- [ASSIGNMENT]:
Set down every record exactly as it appears.

:: GIVEN INFORMATION

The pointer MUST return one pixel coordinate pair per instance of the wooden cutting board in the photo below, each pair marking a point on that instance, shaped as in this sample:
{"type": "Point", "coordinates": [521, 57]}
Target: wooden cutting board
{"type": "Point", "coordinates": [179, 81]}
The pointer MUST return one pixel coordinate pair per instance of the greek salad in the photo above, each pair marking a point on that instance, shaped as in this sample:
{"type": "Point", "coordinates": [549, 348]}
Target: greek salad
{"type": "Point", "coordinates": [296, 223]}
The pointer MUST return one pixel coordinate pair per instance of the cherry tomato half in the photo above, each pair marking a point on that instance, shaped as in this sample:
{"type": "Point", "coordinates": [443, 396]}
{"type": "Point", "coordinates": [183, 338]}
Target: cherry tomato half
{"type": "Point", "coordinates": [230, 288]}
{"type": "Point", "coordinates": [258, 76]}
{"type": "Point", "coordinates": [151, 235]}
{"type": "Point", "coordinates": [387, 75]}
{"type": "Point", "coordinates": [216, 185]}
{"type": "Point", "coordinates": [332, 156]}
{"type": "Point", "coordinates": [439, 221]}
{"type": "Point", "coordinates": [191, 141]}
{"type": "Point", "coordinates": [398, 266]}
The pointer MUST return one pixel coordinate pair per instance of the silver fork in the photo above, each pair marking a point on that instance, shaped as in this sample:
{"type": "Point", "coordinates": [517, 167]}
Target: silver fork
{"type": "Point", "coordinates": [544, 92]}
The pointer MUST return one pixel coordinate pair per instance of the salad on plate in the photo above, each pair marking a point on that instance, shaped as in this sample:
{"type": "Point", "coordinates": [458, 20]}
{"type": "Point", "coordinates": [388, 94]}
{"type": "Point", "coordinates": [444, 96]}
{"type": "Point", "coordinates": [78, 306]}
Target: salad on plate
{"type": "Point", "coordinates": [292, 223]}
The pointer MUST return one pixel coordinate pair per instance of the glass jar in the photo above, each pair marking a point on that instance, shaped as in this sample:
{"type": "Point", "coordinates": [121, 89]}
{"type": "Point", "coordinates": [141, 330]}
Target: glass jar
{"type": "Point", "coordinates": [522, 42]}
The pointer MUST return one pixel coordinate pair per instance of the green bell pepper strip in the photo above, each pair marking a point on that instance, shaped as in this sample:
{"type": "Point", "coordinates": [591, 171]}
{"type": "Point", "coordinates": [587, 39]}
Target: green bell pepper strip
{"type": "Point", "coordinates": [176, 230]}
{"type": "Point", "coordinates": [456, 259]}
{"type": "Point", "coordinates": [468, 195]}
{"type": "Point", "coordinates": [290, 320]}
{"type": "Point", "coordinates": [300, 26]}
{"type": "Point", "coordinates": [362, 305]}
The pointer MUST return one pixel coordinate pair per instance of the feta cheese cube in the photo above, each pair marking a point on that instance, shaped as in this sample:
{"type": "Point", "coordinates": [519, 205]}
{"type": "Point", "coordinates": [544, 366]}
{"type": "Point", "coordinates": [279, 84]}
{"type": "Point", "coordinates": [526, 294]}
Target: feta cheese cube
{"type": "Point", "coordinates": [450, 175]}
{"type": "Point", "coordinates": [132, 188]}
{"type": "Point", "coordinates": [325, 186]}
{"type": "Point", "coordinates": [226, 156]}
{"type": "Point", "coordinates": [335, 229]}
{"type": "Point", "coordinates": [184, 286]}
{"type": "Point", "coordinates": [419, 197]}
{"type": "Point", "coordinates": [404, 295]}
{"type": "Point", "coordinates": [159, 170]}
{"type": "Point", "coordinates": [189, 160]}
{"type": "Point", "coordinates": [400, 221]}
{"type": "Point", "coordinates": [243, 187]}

::::

- [OUTPUT FOR THIS EXERCISE]:
The pointer MUST return one pixel coordinate pair per instance of the wooden cutting board in the photo below, each pair marking a point on that instance, shaped as in this sample:
{"type": "Point", "coordinates": [521, 57]}
Target: wooden cutting board
{"type": "Point", "coordinates": [179, 81]}
The pointer MUST return one pixel coordinate pair per instance of the greek salad in the photo above, each pair marking a point on that instance, shaped as in this sample:
{"type": "Point", "coordinates": [549, 348]}
Target: greek salad
{"type": "Point", "coordinates": [296, 223]}
The pointer MUST return one pixel coordinate pair per instance of the cherry tomato half in the photo above, each pair marking a point on that instance, shaped as in this sample:
{"type": "Point", "coordinates": [443, 396]}
{"type": "Point", "coordinates": [183, 338]}
Target: cherry tomato half
{"type": "Point", "coordinates": [230, 288]}
{"type": "Point", "coordinates": [258, 76]}
{"type": "Point", "coordinates": [151, 235]}
{"type": "Point", "coordinates": [387, 75]}
{"type": "Point", "coordinates": [216, 185]}
{"type": "Point", "coordinates": [332, 156]}
{"type": "Point", "coordinates": [439, 221]}
{"type": "Point", "coordinates": [191, 141]}
{"type": "Point", "coordinates": [398, 266]}
The pointer MUST return one pixel coordinate pair per instance of the silver fork in the photo above, each pair marking a point on that instance, shaped as in this sample:
{"type": "Point", "coordinates": [517, 167]}
Target: silver fork
{"type": "Point", "coordinates": [544, 92]}
The pointer MUST return one pixel coordinate pair per instance of the salad on plate in the photo above, each pair marking a point on that instance, shaped as in this sample:
{"type": "Point", "coordinates": [458, 20]}
{"type": "Point", "coordinates": [388, 94]}
{"type": "Point", "coordinates": [444, 96]}
{"type": "Point", "coordinates": [78, 306]}
Target: salad on plate
{"type": "Point", "coordinates": [292, 223]}
The pointer MUST return one pixel coordinate pair per instance of the glass jar in the photo above, each pair marking a point on that instance, shaped as in this sample:
{"type": "Point", "coordinates": [121, 89]}
{"type": "Point", "coordinates": [141, 330]}
Target: glass jar
{"type": "Point", "coordinates": [522, 42]}
The pointer MUST return one pixel coordinate pair per instance of the green bell pepper strip in the photo above, each pair marking a point on that instance, shaped as in this sample:
{"type": "Point", "coordinates": [591, 171]}
{"type": "Point", "coordinates": [587, 39]}
Target: green bell pepper strip
{"type": "Point", "coordinates": [176, 230]}
{"type": "Point", "coordinates": [456, 259]}
{"type": "Point", "coordinates": [468, 195]}
{"type": "Point", "coordinates": [290, 320]}
{"type": "Point", "coordinates": [300, 26]}
{"type": "Point", "coordinates": [362, 305]}
The pointer MUST return one pixel coordinate pair per instance of the feta cheese cube in the photo above, each pair marking a point on that instance, shaped as in this sample:
{"type": "Point", "coordinates": [519, 205]}
{"type": "Point", "coordinates": [544, 366]}
{"type": "Point", "coordinates": [279, 84]}
{"type": "Point", "coordinates": [526, 294]}
Target: feta cheese cube
{"type": "Point", "coordinates": [450, 175]}
{"type": "Point", "coordinates": [132, 188]}
{"type": "Point", "coordinates": [325, 186]}
{"type": "Point", "coordinates": [226, 156]}
{"type": "Point", "coordinates": [335, 229]}
{"type": "Point", "coordinates": [184, 286]}
{"type": "Point", "coordinates": [419, 197]}
{"type": "Point", "coordinates": [404, 295]}
{"type": "Point", "coordinates": [159, 170]}
{"type": "Point", "coordinates": [189, 160]}
{"type": "Point", "coordinates": [400, 221]}
{"type": "Point", "coordinates": [243, 187]}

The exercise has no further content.